Output all entries exactly as they appear and skip the pictures.
*** Opening Provided data ***
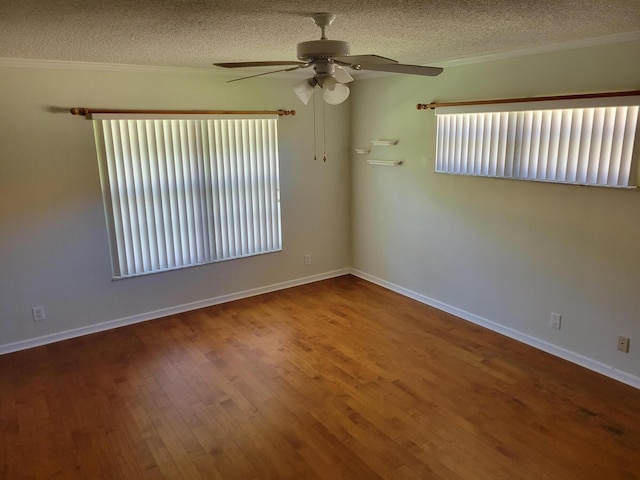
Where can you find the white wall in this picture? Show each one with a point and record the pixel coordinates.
(53, 240)
(502, 251)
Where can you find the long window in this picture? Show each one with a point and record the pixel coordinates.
(180, 192)
(560, 142)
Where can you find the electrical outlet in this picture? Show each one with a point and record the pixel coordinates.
(38, 314)
(623, 344)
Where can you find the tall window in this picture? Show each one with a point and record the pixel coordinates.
(185, 191)
(587, 143)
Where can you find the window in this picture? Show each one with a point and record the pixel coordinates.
(558, 142)
(186, 191)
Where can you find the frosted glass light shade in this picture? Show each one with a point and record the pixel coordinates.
(334, 93)
(304, 90)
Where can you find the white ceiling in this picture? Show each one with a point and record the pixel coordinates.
(196, 33)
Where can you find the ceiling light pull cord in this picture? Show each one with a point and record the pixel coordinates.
(315, 146)
(324, 132)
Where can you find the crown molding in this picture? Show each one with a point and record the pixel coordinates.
(104, 67)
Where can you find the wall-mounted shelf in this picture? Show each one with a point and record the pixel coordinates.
(361, 151)
(386, 163)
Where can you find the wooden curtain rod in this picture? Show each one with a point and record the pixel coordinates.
(87, 112)
(431, 106)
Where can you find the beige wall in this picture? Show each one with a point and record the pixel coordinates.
(53, 241)
(502, 251)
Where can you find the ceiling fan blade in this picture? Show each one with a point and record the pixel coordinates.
(360, 59)
(257, 64)
(401, 68)
(302, 65)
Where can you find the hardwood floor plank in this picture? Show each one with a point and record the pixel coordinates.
(330, 380)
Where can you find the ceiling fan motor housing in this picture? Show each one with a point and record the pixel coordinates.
(321, 49)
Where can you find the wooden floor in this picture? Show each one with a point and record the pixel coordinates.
(339, 379)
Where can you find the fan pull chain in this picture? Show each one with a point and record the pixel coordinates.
(315, 147)
(324, 133)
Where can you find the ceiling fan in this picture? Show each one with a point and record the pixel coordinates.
(328, 59)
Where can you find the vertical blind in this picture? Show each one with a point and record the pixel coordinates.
(589, 146)
(181, 192)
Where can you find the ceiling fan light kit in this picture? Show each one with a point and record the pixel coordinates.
(328, 57)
*** Closing Provided data ***
### [Completed task]
Where can you find the white wall in this picture? Show each one with a point and record the pixel coordinates.
(53, 240)
(502, 251)
Where can you find the long window in this picture? Show each one with a point and record the pixel coordinates.
(180, 192)
(560, 142)
Where can you find the electrical outlet in this picture? Show each one with a point and record the pixel coordinates.
(38, 314)
(623, 344)
Where can you find the tall window in this picture? Show each one with a point and record the pixel coordinates.
(185, 191)
(587, 143)
Where can you find the window in this picture? Show each one with a point and record the pixel coordinates.
(558, 142)
(186, 191)
Where can you find the frosted glass light shade in this picture? Show each one with a point and record the pixel coordinates.
(334, 93)
(304, 90)
Where can you find the white ceiling in this picture? Show each one with a point and record the pixel coordinates.
(196, 33)
Where can you find the ceiling light pull cord in this picture? Show each one with a point and record the pixel coordinates.
(315, 146)
(324, 132)
Where can you find the crown molding in this picture? Show each one with a point and record the pixel coordinates.
(104, 67)
Where can you find the wall-mounted shelf in this picture? Show each one with a point and record the pixel coordinates.
(361, 151)
(386, 163)
Where can you find the wooden curtain rod in this picture? Show each one with a point and record the pixel coordinates.
(87, 112)
(431, 106)
Where can you find the beige wall in this picture? Show each one with a point and record the pixel coordinates.
(53, 241)
(502, 251)
Where can you find the ceiling fan blade in this picture? Show each one with a point and record the pixel coordinates.
(360, 59)
(257, 64)
(401, 68)
(302, 65)
Where can you find the hardwood floor plank in this picture? Show each one with a point and record the pixel coordinates.
(330, 380)
Where can you find the ceiling fan motor housing in this picture? Show each one with a point and record the pixel coordinates.
(321, 49)
Where can you find the wooden floor in this picture? Show each one with a point and record the pixel coordinates.
(339, 379)
Where can you find the fan pull chain in this picture? Show each one with a point and record the pixel coordinates.
(315, 147)
(324, 133)
Where can you find the ceiling fan in this picture? Show each one with a point and record the pixel coordinates.
(328, 59)
Where can you find the vertical blind in this picture? Show each one with a point and record the pixel coordinates.
(589, 146)
(181, 192)
Where can you find the ceiling fan light kit in this picture? Show each one with a point and record the pixel coordinates.
(328, 57)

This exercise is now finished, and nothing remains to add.